■ **任务要求 1**: 请从记录的第一行开始，到含有“column 116, row 245”的那一行为止（首尾两行都算），把这些行逐行放进一个 JSON 字符串列表里，空行不要放。

■ **文章段落**:

+-------+

作者 叶曙明
贫民区的儿童,无论日子多么阴暗,总能找到属于自己的天地,找到自己的快乐。敦梅小学规模很小,没有运动场地。学校附近的横街窄巷,石水渠街的街角,甚至公厕旁,只要有一小块空地,就是霍英东和小玩伴们的球场了。他们一下课就在空地上踢“足球”。无论是烈日当空,还是暴雨过后的泥泞,他们的吆喝声、欢笑声,都为这个单调而衰败的街区,带来一点生气。
石水渠街的唐楼
其实,在这些穷孩子脚下的足球,不过是一只小小的橡皮球。霍英东一生热爱体育,对足球尤有一种梦牵魂绕、至死不渝的情结,当由这只敦梅小学的橡皮球始。
刘氏是一个非常能*女人,吃苦耐劳,在她的操持下,霍家终于熬过了最艰难的时期,并搬出了石水渠街的笼屋,在湾仔谢菲道租了一层楼,前厅做船馆,给舢舨客和苦力落脚,后厅是霍家的居所。
1936年,霍英东以优异成绩,考入了皇仁书院。仿佛是一抹阳光射入了密封的隧道,本来一片混沌的前途,突然被光照亮了。
星光熠熠的皇仁书院
1860年,港英政府在荷李活道开办中环大书馆,这是香港第一间官立学校。1889年,位于荷李活道和鸭巴甸街的皇仁书院(初名中央书院)落成后,取代了中环大书馆,成为香港最大的官立英汉文学校。
鸭巴甸街也就是以前的香港仔,人称“石排湾”的地方,当年是舟车辐凑的莞香码头。不过,当霍英东入读皇仁书院时,莞香在国内外的市场上,早已式微。

+-------+

■ **输入材料**:
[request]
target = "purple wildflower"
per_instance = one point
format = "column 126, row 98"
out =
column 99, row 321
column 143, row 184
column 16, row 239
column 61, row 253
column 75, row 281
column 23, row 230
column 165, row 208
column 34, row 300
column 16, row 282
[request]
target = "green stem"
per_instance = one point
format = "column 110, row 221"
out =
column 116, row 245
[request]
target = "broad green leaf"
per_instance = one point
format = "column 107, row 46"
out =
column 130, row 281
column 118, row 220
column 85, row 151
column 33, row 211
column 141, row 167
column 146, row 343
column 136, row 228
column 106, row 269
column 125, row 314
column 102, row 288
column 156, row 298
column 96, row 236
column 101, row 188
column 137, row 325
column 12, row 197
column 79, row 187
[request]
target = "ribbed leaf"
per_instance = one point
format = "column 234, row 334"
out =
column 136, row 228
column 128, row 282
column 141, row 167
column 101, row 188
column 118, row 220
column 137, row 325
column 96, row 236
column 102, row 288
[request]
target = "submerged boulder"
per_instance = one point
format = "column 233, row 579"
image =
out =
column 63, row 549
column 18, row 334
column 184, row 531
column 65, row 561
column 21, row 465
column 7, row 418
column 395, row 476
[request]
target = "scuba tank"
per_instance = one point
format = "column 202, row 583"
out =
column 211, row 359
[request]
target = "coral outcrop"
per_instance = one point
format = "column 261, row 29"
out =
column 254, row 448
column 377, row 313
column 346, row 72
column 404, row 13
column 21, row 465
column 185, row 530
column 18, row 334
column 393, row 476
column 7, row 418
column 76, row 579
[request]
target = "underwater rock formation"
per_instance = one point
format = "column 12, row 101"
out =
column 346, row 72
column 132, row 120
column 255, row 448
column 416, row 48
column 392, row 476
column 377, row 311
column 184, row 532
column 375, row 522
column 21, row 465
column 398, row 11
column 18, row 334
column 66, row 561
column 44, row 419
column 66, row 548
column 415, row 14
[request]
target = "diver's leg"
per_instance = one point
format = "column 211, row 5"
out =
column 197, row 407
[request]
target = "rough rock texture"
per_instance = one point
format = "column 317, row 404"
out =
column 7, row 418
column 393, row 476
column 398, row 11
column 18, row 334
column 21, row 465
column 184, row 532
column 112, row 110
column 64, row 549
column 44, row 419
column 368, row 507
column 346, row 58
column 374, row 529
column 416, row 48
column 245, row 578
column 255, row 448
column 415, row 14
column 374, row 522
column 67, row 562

+-------+

■ **任务要求 2**: 把讲霍英东少年时代的那篇文章照抄一段：从“刘氏是一个非常能*女人,吃苦”这几个字开始，抄到“在国内外的市场上,早已式微。”为止。

■ **完成答案 1**:
[
  "[request]",
  "target = \"purple wildflower\"",
  "per_instance = one point",
  "format = \"column 126, row 98\"",
  "out =",
  "column 99, row 321",
  "column 143, row 184",
  "column 16, row 239",
  "column 61, row 253",
  "column 75, row 281",
  "column 23, row 230",
  "column 165, row 208",
  "column 34, row 300",
  "column 16, row 282",
  "[request]",
  "target = \"green stem\"",
  "per_instance = one point",
  "format = \"column 110, row 221\"",
  "out =",
  "column 116, row 245"
]

■ **完成答案 2**:
刘氏是一个非常能*女人,吃苦耐劳,在她的操持下,霍家终于熬过了最艰难的时期,并搬出了石水渠街的笼屋,在湾仔谢菲道租了一层楼,前厅做船馆,给舢舨客和苦力落脚,后厅是霍家的居所。
1936年,霍英东以优异成绩,考入了皇仁书院。仿佛是一抹阳光射入了密封的隧道,本来一片混沌的前途,突然被光照亮了。
星光熠熠的皇仁书院
1860年,港英政府在荷李活道开办中环大书馆,这是香港第一间官立学校。1889年,位于荷李活道和鸭巴甸街的皇仁书院(初名中央书院)落成后,取代了中环大书馆,成为香港最大的官立英汉文学校。
鸭巴甸街也就是以前的香港仔,人称“石排湾”的地方,当年是舟车辐凑的莞香码头。不过,当霍英东入读皇仁书院时,莞香在国内外的市场上,早已式微。